Most authorities agree that the people of Spiro were Caddoan speaking, but their descendants in historic times are difficult to identify. Archaeologists describe the cultures that built and used Spiro and surrounding sites as the Arkansas Valley Caddoan culture. The Caddoan people occupied the Red River Valley in Louisiana, and the river's tributaries in Louisiana, Arkansas, Texas, and Oklahoma. Anthropologists speculate that the Caddo Confederacy, Wichita, Kichai, or non-Caddoan Tunica, could be their descendants. However, the cultures of all these peoples, when encountered by the Spanish and French in the 16th and 17th centuries, were substantially different from that of Spiro.

Under the Native American Graves Protection and Repatriation Act, the Caddo Nation of Oklahoma and the Wichita and Affiliated Tribes (Wichita, Keechi, Waco and Tawakonie) are recognized by the U.S. Federal government, cultural anthropologists, and archaeologists as the cultural descendants of the builders of Spiro Mounds.

When the Spanish conquistador Hernando de Soto led a military expedition into what is now the southeastern United States in the 1540s, he encountered Native American groups including the Tula people, who lived near the Arkansas River. de Soto's forces also encountered numerous Caddo villages. Composed of many tribes, the Caddo were organized into three confederacies, the Hasinai, Kadohadacho, and Natchitoches, which were all linked by similar languages.

At the time of de Soto's conquest, the Caddoan peoples occupied a large territory. It included what now is eastern Oklahoma, western Arkansas, northeastern Texas, and northwestern Louisiana. Anthropologists have thought that the Caddo and related peoples had been living in the region for centuries and that they had their own local variant of Mississippian culture.

Recent excavations have revealed more cultural diversity than scholars had expected within that region. The sites along the Arkansas River, in particular, seem to have their own distinctive characteristics. Scholars still classify the Mississippian sites found in the entire Caddo area, including Spiro Mounds, as "Caddoan Mississippian".

## PROVIDED MATERIAL

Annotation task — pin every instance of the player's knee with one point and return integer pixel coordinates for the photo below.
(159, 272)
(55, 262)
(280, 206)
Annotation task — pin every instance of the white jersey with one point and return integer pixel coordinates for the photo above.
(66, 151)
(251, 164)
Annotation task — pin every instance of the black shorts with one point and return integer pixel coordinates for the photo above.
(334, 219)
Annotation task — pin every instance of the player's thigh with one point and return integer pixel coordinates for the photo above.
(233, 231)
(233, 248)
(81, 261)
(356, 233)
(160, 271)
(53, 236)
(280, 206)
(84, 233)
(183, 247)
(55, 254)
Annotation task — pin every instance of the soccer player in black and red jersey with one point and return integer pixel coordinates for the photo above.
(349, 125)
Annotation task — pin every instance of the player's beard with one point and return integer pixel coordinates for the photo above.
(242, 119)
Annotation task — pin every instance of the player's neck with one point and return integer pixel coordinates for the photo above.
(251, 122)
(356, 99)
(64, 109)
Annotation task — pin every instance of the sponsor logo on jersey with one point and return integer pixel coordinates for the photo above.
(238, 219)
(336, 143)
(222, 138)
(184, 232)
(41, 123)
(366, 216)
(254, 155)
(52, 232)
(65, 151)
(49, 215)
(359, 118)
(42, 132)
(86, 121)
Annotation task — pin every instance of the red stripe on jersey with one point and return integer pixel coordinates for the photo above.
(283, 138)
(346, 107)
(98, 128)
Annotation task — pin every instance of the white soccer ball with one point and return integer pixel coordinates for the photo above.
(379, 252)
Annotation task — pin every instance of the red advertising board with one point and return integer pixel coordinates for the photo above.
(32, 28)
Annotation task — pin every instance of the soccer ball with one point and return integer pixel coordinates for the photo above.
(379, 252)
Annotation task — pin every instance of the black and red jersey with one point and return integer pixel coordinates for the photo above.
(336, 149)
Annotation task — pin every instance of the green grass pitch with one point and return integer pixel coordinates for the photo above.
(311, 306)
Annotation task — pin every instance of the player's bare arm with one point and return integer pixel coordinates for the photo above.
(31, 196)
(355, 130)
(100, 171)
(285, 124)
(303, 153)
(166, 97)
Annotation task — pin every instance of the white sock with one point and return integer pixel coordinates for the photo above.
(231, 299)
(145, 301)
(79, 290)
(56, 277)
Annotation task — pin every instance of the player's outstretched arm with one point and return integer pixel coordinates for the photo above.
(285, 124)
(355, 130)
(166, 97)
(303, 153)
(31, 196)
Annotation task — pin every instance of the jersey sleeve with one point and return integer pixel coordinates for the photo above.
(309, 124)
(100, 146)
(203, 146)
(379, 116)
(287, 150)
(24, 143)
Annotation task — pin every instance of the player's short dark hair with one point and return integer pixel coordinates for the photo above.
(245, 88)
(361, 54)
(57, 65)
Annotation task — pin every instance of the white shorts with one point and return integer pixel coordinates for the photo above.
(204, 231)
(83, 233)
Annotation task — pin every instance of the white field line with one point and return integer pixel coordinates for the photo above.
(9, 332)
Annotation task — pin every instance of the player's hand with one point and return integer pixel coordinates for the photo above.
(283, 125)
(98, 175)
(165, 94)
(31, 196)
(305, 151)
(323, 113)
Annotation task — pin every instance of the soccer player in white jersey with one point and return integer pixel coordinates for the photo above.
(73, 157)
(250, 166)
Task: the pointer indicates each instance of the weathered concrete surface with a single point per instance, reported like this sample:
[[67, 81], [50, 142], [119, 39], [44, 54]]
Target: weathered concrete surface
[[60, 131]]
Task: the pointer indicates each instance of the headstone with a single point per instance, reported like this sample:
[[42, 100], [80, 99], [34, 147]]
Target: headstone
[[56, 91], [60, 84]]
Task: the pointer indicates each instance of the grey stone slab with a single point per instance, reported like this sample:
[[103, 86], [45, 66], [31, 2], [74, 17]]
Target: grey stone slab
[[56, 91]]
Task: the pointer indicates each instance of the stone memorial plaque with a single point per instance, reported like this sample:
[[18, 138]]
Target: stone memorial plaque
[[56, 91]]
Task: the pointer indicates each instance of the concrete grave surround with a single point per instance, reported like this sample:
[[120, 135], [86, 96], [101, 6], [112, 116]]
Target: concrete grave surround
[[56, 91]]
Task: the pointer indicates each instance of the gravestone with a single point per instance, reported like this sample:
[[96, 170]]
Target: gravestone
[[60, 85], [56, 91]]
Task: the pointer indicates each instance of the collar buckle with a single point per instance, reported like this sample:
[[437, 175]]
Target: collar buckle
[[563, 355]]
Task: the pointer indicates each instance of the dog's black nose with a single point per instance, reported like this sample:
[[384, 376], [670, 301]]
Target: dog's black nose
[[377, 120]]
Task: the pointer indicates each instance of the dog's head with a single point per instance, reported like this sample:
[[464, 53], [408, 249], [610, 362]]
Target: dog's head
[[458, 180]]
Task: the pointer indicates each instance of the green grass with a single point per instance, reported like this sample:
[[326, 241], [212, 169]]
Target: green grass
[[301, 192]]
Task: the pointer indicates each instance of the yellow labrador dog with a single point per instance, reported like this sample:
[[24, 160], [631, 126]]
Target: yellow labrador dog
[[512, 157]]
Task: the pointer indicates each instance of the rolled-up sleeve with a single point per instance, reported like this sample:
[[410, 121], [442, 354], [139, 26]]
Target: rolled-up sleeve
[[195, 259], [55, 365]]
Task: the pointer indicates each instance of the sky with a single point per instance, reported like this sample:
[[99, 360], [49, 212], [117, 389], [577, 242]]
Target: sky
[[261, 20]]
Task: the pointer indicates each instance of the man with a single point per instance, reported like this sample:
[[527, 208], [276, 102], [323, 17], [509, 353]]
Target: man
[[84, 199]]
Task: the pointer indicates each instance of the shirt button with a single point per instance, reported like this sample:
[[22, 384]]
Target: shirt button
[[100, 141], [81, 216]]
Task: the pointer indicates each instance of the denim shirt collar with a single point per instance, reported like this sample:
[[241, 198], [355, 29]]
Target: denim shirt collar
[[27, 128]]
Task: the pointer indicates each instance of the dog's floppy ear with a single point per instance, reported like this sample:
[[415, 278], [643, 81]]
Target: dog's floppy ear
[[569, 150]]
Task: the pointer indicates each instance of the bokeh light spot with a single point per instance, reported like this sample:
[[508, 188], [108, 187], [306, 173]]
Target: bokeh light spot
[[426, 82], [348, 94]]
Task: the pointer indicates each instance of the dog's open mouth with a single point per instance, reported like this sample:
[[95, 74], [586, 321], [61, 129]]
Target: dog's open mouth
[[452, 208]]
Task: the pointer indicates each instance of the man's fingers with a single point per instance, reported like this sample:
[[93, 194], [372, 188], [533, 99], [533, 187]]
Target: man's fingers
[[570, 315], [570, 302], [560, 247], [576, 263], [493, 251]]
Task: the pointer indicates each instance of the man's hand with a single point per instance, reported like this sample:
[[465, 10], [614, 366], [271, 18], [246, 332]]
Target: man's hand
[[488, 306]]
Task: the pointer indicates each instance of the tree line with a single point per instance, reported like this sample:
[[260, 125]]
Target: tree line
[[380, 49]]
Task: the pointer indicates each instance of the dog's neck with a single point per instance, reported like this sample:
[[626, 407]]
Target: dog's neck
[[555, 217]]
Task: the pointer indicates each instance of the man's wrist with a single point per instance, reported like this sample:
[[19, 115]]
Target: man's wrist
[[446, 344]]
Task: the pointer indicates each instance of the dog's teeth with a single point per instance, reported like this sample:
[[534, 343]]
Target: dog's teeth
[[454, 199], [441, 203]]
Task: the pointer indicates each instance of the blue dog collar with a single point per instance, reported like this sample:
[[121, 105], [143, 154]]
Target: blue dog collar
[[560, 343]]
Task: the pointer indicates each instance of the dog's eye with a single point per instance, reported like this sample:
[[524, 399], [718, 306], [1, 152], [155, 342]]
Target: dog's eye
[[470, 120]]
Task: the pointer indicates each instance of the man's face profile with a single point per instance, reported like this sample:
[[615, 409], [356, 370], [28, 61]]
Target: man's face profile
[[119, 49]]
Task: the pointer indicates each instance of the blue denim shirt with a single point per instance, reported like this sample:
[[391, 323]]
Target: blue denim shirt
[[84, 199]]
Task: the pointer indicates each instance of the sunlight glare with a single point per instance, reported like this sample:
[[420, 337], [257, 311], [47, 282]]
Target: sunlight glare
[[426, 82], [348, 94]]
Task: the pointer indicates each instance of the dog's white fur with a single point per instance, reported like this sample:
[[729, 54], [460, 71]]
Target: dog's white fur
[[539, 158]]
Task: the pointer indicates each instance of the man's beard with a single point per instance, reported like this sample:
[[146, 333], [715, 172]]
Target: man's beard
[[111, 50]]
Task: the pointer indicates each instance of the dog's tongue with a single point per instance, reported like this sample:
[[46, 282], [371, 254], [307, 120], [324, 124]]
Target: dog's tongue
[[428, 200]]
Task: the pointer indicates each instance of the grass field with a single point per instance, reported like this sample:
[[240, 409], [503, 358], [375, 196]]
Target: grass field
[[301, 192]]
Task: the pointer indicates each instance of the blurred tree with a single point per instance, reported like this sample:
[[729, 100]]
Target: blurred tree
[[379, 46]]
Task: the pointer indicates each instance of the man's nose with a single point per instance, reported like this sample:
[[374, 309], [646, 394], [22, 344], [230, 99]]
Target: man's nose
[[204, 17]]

## EXERCISE GOAL
Copy out the full passage on the Spiro Mounds and their descendants word for word, with nothing changed. The lines have nothing to do with the passage on the Spiro Mounds.

## OUTPUT FOR THIS EXERCISE
Most authorities agree that the people of Spiro were Caddoan speaking, but their descendants in historic times are difficult to identify. Archaeologists describe the cultures that built and used Spiro and surrounding sites as the Arkansas Valley Caddoan culture. The Caddoan people occupied the Red River Valley in Louisiana, and the river's tributaries in Louisiana, Arkansas, Texas, and Oklahoma. Anthropologists speculate that the Caddo Confederacy, Wichita, Kichai, or non-Caddoan Tunica, could be their descendants. However, the cultures of all these peoples, when encountered by the Spanish and French in the 16th and 17th centuries, were substantially different from that of Spiro.

Under the Native American Graves Protection and Repatriation Act, the Caddo Nation of Oklahoma and the Wichita and Affiliated Tribes (Wichita, Keechi, Waco and Tawakonie) are recognized by the U.S. Federal government, cultural anthropologists, and archaeologists as the cultural descendants of the builders of Spiro Mounds.

When the Spanish conquistador Hernando de Soto led a military expedition into what is now the southeastern United States in the 1540s, he encountered Native American groups including the Tula people, who lived near the Arkansas River. de Soto's forces also encountered numerous Caddo villages. Composed of many tribes, the Caddo were organized into three confederacies, the Hasinai, Kadohadacho, and Natchitoches, which were all linked by similar languages.

At the time of de Soto's conquest, the Caddoan peoples occupied a large territory. It included what now is eastern Oklahoma, western Arkansas, northeastern Texas, and northwestern Louisiana. Anthropologists have thought that the Caddo and related peoples had been living in the region for centuries and that they had their own local variant of Mississippian culture.

Recent excavations have revealed more cultural diversity than scholars had expected within that region. The sites along the Arkansas River, in particular, seem to have their own distinctive characteristics. Scholars still classify the Mississippian sites found in the entire Caddo area, including Spiro Mounds, as "Caddoan Mississippian".